SELECTED EXTRACT:
The factory, which opened in May 2010, employed about 1,500 workers and had sales of $35 million a year, according to a document on the company’s Web site. It made T-shirts, polo shirts and fleece jackets.


Most of the workers who died were on the first and second floors, fire officials said, and were killed because there were not enough exits. None of them opened to the outside.


“The factory had three staircases, and all of them were down through the ground floor,” said Maj. Mohammad Mahbub, the operations director for the Fire Department, according to The Associated Press. “So the workers could not come out when the fire engulfed the building.”


In a telephone interview later on Sunday, Major Mahbub said the fire could have been caused by an electrical fault or by a spark from a cigarette.


In a brief phone call, Delowar Hossain, the managing director of the Tuba Group, the parent company of Tarzeen Fashions, said he was too busy to comment. “Pray for me,” he said and then hung up.


Television news reports showed badly burned bodies lined up on the floor in what appeared to be a government building. The injured were being treated in hallways of local hospitals, according to the reports.


The industry official said that many of the bodies were burned beyond recognition and that it would take some time to identify them.


One survivor, Mohammad Raju, 22, who worked on the fifth floor, said he escaped by climbing out of a third-floor window onto the bamboo scaffolding that was being used by construction workers. He said he lost his mother, who also worked on the fifth floor, when they were making their way down.


“It was crowded on the stairs as all the workers were trying to come out from the factory,” Mr. Raju said. “There was no power supply; it was dark, and I lost my mother in dark. I tried to search for her for 10 to 15 minutes but did not find her.”


A document posted on Tarzeen Fashions’ Web site indicated that an “ethical sourcing” official for Walmart had flagged “violations and/or conditions which were deemed to be high risk” at the factory in May 2011, though it did not specify the nature of the infractions. The notice said that the factory had been given an “orange” grade and that any factories given three such assessments in two years from their last audit would not receive any Walmart orders for a year.

REQUIRED ACTIONS:
(a) Repeat word for word the part of the factory fire article that runs from "In a brief phone" to "then hung up.".
(b) Answer these questions from the factory fire article:
(i) About how many workers did the factory employ?
(ii) On which floor did Mohammad Raju work?
(iii) What grade had the factory been given, according to the notice on its Web site?
(c) List every kind of clothing the factory fire article says the factory made.

Point-per-instance localization data:
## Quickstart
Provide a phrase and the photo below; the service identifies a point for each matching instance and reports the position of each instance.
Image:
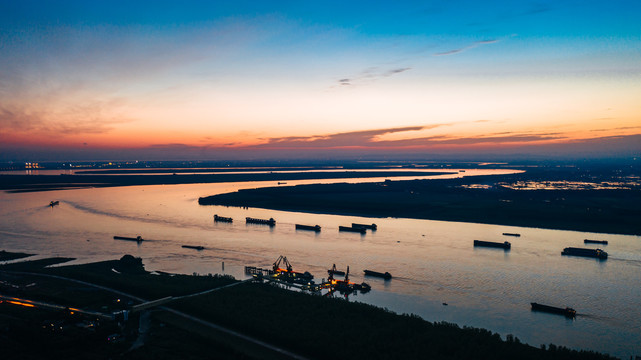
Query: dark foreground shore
(309, 326)
(481, 199)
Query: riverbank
(312, 326)
(493, 199)
(31, 183)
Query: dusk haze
(243, 80)
(269, 180)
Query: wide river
(433, 262)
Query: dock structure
(270, 221)
(315, 228)
(372, 227)
(351, 229)
(504, 245)
(222, 219)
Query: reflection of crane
(283, 259)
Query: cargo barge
(137, 238)
(351, 229)
(365, 226)
(595, 253)
(222, 219)
(384, 275)
(270, 222)
(588, 241)
(568, 312)
(315, 228)
(504, 245)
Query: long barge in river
(270, 221)
(568, 312)
(315, 228)
(222, 219)
(504, 245)
(137, 238)
(588, 241)
(595, 253)
(384, 275)
(351, 229)
(365, 226)
(512, 234)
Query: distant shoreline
(33, 183)
(599, 211)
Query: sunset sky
(268, 79)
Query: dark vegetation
(310, 325)
(26, 183)
(5, 256)
(607, 211)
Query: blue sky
(227, 79)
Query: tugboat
(595, 253)
(568, 311)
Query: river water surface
(433, 262)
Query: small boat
(308, 227)
(595, 253)
(364, 226)
(351, 229)
(511, 234)
(270, 222)
(222, 219)
(137, 238)
(588, 241)
(568, 312)
(384, 275)
(504, 245)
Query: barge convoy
(138, 238)
(315, 228)
(567, 312)
(588, 241)
(270, 221)
(594, 253)
(372, 227)
(504, 245)
(352, 229)
(222, 219)
(385, 275)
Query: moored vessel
(595, 253)
(384, 275)
(504, 245)
(568, 311)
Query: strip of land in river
(28, 183)
(481, 199)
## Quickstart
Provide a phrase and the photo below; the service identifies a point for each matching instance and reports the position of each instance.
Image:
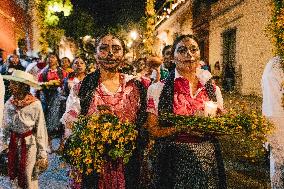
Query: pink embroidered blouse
(124, 102)
(185, 102)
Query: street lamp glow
(133, 35)
(54, 8)
(129, 44)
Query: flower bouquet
(50, 84)
(97, 139)
(241, 133)
(228, 124)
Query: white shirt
(2, 93)
(272, 88)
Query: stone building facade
(16, 28)
(231, 32)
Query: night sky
(113, 12)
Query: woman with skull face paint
(123, 96)
(182, 158)
(52, 97)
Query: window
(229, 59)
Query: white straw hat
(23, 77)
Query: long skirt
(183, 165)
(53, 112)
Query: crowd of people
(43, 100)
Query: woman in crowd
(13, 63)
(71, 87)
(184, 159)
(53, 76)
(65, 64)
(168, 64)
(273, 108)
(124, 97)
(24, 124)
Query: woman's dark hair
(78, 57)
(115, 36)
(180, 38)
(52, 54)
(65, 58)
(166, 48)
(137, 64)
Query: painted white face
(187, 55)
(79, 65)
(109, 52)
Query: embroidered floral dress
(52, 100)
(185, 160)
(124, 103)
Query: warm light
(54, 8)
(133, 35)
(210, 109)
(129, 44)
(163, 36)
(86, 38)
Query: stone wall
(253, 47)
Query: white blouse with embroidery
(26, 119)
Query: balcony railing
(165, 11)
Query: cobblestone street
(54, 178)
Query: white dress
(2, 93)
(272, 88)
(22, 120)
(73, 107)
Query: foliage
(97, 139)
(48, 14)
(150, 27)
(276, 26)
(79, 24)
(248, 129)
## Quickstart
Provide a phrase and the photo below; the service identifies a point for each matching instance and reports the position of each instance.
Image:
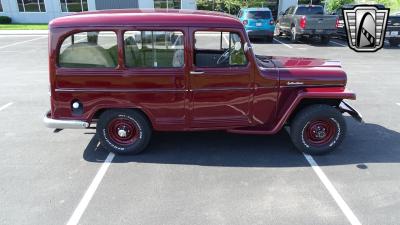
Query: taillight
(303, 22)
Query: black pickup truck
(307, 21)
(393, 30)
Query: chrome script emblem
(365, 26)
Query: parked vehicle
(393, 30)
(307, 21)
(341, 29)
(132, 72)
(258, 23)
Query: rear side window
(218, 49)
(152, 49)
(310, 10)
(97, 49)
(257, 15)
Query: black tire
(325, 39)
(294, 37)
(393, 43)
(135, 125)
(330, 125)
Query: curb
(24, 32)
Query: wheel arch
(101, 110)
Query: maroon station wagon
(131, 72)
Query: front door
(220, 79)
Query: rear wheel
(318, 129)
(277, 31)
(394, 43)
(123, 131)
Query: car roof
(256, 9)
(147, 17)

RESULTS IN ORDER:
(a)
In a brief phone call, Delowar Hossain, the managing director of the Tuba Group, the parent company of Tarzeen Fashions, said he was too busy to comment. “Pray for me,” he said and then hung up.

(b)
(i) About 1,500
(ii) The fifth floor
(iii) An "orange" grade

(c) T-shirts, polo shirts, fleece jackets